(Text passage)
A team of researchers at EleutherAI, UK AISI, and Oxford, along with me, released a paper on pretraining data filtering. The TLDR is that simple pretraining data filtering seems like an effective technique for preventing unsafe knowledge, though there are limitations and open questions. See our full paper, articles, and models at https://deepignorance.ai/
Overview:
Today’s LLM safeguards focus on suppressing unsafe knowledge in post-training, often via refusal training. The unsafe knowledge remains in the model’s weights. However, these safeguards are ineffective for open-weight models since bad actors can easily remove them through fine-tuning.
We explore an intuitive yet understudied question: Can we prevent LLMs from learning unsafe technical capabilities (such as biorisk) by filtering out enough of the relevant pretraining data before we begin training a model? Even a fully jailbroken model is unlikely to be helpful if it is deeply ignorant of dangerous knowledge. For example, it may be the case that a model that does not know how to make a bomb is unlikely to be helpful even if it never refuses bomb-related prompts.
(End Text passage)
(Supplied records)
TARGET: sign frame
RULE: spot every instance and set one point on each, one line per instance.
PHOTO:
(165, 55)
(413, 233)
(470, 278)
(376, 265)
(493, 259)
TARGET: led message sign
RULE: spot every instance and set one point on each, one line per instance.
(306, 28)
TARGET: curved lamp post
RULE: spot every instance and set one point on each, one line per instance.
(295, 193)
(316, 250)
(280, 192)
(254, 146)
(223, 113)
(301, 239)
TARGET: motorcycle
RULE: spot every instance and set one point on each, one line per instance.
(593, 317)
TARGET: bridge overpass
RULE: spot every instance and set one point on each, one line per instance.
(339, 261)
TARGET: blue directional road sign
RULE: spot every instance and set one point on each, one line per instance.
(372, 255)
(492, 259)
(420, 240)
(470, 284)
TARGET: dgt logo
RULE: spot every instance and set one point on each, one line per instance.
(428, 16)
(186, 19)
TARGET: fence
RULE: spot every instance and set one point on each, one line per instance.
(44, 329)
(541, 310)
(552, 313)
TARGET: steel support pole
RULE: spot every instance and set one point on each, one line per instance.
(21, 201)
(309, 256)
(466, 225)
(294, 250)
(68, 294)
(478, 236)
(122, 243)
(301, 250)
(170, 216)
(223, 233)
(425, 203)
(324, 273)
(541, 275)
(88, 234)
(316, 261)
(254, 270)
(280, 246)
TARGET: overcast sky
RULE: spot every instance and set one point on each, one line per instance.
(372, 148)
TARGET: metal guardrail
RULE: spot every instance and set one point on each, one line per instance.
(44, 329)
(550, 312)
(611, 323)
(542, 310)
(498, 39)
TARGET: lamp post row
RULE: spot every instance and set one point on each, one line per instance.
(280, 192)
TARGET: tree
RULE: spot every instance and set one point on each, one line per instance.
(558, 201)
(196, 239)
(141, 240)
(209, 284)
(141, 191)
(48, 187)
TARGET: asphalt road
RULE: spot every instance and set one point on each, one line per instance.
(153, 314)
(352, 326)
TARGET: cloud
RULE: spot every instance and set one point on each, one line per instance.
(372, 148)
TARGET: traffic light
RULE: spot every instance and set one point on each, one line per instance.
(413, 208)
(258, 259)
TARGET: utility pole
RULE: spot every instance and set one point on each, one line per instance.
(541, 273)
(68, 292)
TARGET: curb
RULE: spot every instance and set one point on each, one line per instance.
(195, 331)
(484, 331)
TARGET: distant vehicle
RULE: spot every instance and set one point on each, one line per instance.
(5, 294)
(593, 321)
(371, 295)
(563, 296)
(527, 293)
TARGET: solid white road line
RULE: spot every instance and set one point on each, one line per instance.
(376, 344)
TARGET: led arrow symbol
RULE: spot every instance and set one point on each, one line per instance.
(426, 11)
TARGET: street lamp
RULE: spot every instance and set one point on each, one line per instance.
(End Supplied records)
(Supplied records)
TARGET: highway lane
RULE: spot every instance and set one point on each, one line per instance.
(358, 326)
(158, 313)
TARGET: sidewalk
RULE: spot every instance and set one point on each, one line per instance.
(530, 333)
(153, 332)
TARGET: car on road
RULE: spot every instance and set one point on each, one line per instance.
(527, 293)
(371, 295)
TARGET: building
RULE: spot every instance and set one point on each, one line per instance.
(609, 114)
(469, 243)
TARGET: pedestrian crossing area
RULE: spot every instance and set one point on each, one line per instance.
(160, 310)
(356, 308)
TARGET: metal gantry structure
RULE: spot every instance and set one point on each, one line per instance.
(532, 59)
(End Supplied records)
## Task requirements
A - According to the post on pretraining data filtering, why are today's post-training safeguards ineffective for open-weight models?
B - Write out the post on pretraining data filtering word for word, from "We explore an" to "refuses bomb-related prompts.".

## Expected results
A - Bad actors can easily remove them through fine-tuning.

B -
We explore an intuitive yet understudied question: Can we prevent LLMs from learning unsafe technical capabilities (such as biorisk) by filtering out enough of the relevant pretraining data before we begin training a model? Even a fully jailbroken model is unlikely to be helpful if it is deeply ignorant of dangerous knowledge. For example, it may be the case that a model that does not know how to make a bomb is unlikely to be helpful even if it never refuses bomb-related prompts.